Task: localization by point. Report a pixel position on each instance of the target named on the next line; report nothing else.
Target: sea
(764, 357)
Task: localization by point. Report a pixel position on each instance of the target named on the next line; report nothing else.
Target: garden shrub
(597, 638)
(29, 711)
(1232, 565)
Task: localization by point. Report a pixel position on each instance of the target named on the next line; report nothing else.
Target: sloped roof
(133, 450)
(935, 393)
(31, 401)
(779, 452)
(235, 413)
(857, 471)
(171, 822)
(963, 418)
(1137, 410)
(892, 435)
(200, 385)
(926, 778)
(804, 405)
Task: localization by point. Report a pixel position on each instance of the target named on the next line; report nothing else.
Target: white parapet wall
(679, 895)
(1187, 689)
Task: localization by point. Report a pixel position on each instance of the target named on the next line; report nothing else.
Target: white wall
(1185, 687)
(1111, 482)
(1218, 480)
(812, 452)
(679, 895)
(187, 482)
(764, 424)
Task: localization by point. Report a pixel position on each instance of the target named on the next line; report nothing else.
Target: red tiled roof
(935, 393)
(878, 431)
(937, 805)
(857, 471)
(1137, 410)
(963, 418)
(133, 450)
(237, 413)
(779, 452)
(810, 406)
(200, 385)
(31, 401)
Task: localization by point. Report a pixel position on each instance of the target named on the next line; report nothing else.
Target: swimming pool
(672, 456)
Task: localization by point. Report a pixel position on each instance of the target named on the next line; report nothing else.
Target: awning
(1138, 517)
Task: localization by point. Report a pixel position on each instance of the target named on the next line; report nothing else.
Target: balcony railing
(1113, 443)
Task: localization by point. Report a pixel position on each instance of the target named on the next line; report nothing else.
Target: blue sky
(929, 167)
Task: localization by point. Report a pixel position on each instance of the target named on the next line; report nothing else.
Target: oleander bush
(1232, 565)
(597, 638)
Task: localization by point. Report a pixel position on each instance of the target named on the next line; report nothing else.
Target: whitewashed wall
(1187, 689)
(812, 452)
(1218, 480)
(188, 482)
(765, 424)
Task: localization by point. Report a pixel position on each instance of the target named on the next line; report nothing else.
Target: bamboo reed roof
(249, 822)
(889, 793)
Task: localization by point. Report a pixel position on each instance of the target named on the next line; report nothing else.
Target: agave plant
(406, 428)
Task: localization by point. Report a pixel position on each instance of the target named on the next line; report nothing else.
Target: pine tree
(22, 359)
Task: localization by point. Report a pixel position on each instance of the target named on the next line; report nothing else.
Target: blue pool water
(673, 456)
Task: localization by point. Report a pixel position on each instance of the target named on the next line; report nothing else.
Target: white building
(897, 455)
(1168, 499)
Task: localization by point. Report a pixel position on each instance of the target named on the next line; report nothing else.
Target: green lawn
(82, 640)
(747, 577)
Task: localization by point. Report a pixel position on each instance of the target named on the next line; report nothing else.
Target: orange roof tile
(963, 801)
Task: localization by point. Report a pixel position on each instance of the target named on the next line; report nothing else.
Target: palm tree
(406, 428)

━━━━━━━━━━

_WHAT IS EXPECTED_: Copy all of the material word for word.

_RESPONSE AREA_:
Task: localization by point. Report a pixel position on each instance of the target named on the next line; report nothing else.
Target: sea
(764, 357)
Task: localization by point. Report a pixel position on each instance of the target named on the next line; report nothing else.
Target: garden shrub
(597, 638)
(29, 711)
(1232, 565)
Task: localization by point. Report a pixel position on each instance of the target named on the next line; report nothing else.
Target: sloped roof
(133, 450)
(935, 393)
(31, 401)
(779, 452)
(235, 413)
(857, 471)
(171, 822)
(963, 418)
(1137, 410)
(892, 435)
(200, 385)
(926, 778)
(804, 405)
Task: localization by point. Report a pixel position on each instance of the target named on the next line; report nothing else.
Target: white parapet wall
(679, 895)
(1187, 689)
Task: localization by point. Report a pixel position on each instance of the target named on the next line; report nothing else.
Target: white wall
(1185, 687)
(1111, 482)
(1218, 480)
(812, 452)
(679, 895)
(187, 482)
(764, 424)
Task: localization by point. Report a pixel position on each instance of the target named on the next line; report nothing else.
Target: red tiled roof
(935, 393)
(878, 431)
(937, 805)
(857, 471)
(1137, 410)
(963, 418)
(133, 450)
(237, 413)
(779, 452)
(810, 406)
(200, 385)
(31, 401)
Task: localization by point. Report a pixel position on each instance of the target named on the next line; report nothing else.
Target: swimming pool
(672, 456)
Task: localization by point. Report a pixel position on each instance of the target named on the next line; report nothing else.
Target: awning
(1138, 517)
Task: localization by point. Report a pixel position on each instance of the target named on the next line; report nothing else.
Target: balcony railing
(1113, 443)
Task: localization by point. Report a pixel position on each instance of the target named on the next line; report nothing else.
Target: blue sky
(929, 167)
Task: localization by point. Report a pixel position on each instance of the target named on the next line; report nothing else.
Target: oleander bush
(1232, 565)
(597, 638)
Task: localization by point. Report a pixel position on each instance of the target named on the next line; report nothing else.
Target: whitewashed wall
(1187, 689)
(812, 452)
(1218, 480)
(188, 482)
(765, 424)
Task: localization by point. Report a pixel position on each instance of the target named on the next line; report nothing else.
Target: bamboo reed roof
(249, 822)
(889, 793)
Task: localization by point. Report a pixel position on each instance of the target named on the next line; report nothing else.
Target: agave plant
(406, 428)
Task: localization by point. Report a pixel position on each instance of the target named on the next line; report nothing else.
Target: pine tree
(22, 359)
Task: localization by point. Report a pixel position on each instance of the target named on the next line; report nothing else.
Target: blue pool water
(673, 456)
Task: localization by point. Report a pixel position on each instance of the target named on the next line; report nothing else.
Target: white building
(897, 455)
(1168, 499)
Task: localization by point. Report a pixel position on each instance of the target named on the next line; report nothing else.
Target: green lawn
(82, 640)
(747, 577)
Task: localization by point. Report a pixel position on each instance of the target named on the next line; report nothing else.
Target: orange roof tile
(963, 801)
Task: localization by point. Report a pixel position on each instance of the target named on the next line; report nothing else.
Target: palm tree
(406, 428)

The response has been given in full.